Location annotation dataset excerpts

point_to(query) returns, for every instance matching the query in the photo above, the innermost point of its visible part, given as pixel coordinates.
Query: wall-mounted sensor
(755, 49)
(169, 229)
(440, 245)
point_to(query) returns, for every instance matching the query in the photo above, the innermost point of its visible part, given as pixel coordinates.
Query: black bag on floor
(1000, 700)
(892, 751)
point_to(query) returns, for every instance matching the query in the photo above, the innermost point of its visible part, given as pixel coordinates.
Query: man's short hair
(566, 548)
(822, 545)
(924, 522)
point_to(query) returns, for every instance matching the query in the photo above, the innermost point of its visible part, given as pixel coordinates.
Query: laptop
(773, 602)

## Instructions for the task
Write out each line of the rows above verbatim.

## Task solution
point_to(query) returns, for every instance matching the query in the photo above, the innermost point of its visible part, given as pixel coordinates.
Query: wall-mounted sensor
(755, 49)
(169, 229)
(440, 245)
point_to(query) returns, for every instance matching the query in the photo above, the innermost point of its visible part, given as pixel coordinates.
Query: black bag on floor
(1000, 700)
(892, 751)
point_to(query) returns, for every instance matching the query in the photo above, the innermost point of its visible part, given as pixel coordinates.
Query: man's short hair
(566, 548)
(822, 545)
(924, 522)
point_to(query) returns, for every instance matching the query in the photo above, the innermost point of its visible part, given as pixel coordinates.
Query: laptop
(773, 602)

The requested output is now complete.